• **Problem statement**: Could you rewrite the data between the line holding "Practice. Find the grey" and the end of the data, inclusive, with the requests kept, and scale each coordinate in the answers by 1.55, rounding to whole numbers with halves going up? Leave the numbers in the requests and their format samples unchanged.

• **Records from a collection**:
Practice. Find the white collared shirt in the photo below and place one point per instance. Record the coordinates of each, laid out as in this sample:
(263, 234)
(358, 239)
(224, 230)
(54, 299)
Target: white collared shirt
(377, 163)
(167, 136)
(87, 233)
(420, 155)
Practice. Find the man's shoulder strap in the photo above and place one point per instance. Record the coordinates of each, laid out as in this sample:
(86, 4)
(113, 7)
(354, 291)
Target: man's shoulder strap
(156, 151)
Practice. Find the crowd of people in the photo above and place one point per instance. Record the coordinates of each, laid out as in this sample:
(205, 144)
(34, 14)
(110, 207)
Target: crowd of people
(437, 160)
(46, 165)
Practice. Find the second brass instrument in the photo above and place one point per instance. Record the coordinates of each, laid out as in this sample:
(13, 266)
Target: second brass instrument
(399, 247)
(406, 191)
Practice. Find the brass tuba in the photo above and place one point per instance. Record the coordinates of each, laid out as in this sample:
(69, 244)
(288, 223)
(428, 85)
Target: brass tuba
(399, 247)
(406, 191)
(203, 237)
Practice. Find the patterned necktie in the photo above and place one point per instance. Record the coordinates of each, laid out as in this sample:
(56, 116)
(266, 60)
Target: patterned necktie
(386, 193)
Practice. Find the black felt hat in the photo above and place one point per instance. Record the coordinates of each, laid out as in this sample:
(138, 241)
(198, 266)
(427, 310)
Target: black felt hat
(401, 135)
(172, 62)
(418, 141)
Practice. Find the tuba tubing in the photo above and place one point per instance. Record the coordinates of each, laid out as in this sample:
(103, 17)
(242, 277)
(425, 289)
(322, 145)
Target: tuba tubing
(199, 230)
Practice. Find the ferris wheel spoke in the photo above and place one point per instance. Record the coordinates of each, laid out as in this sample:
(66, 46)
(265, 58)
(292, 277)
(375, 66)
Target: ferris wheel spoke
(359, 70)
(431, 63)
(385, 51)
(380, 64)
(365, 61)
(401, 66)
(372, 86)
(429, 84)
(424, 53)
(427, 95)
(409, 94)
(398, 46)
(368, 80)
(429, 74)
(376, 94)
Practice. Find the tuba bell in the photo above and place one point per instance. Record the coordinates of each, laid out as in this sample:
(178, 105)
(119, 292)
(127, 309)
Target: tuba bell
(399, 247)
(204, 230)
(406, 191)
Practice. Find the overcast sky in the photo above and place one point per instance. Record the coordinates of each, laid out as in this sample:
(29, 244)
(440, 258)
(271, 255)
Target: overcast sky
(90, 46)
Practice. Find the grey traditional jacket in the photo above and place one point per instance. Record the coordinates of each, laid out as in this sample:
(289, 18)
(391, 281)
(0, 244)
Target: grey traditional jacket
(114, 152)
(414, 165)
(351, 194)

• **The result**:
Practice. Find the grey traditional jacket in the photo above and place one point per instance. Record the coordinates of each, laid out as in this sample:
(289, 18)
(391, 281)
(0, 244)
Target: grey traditional jacket
(177, 236)
(642, 256)
(544, 301)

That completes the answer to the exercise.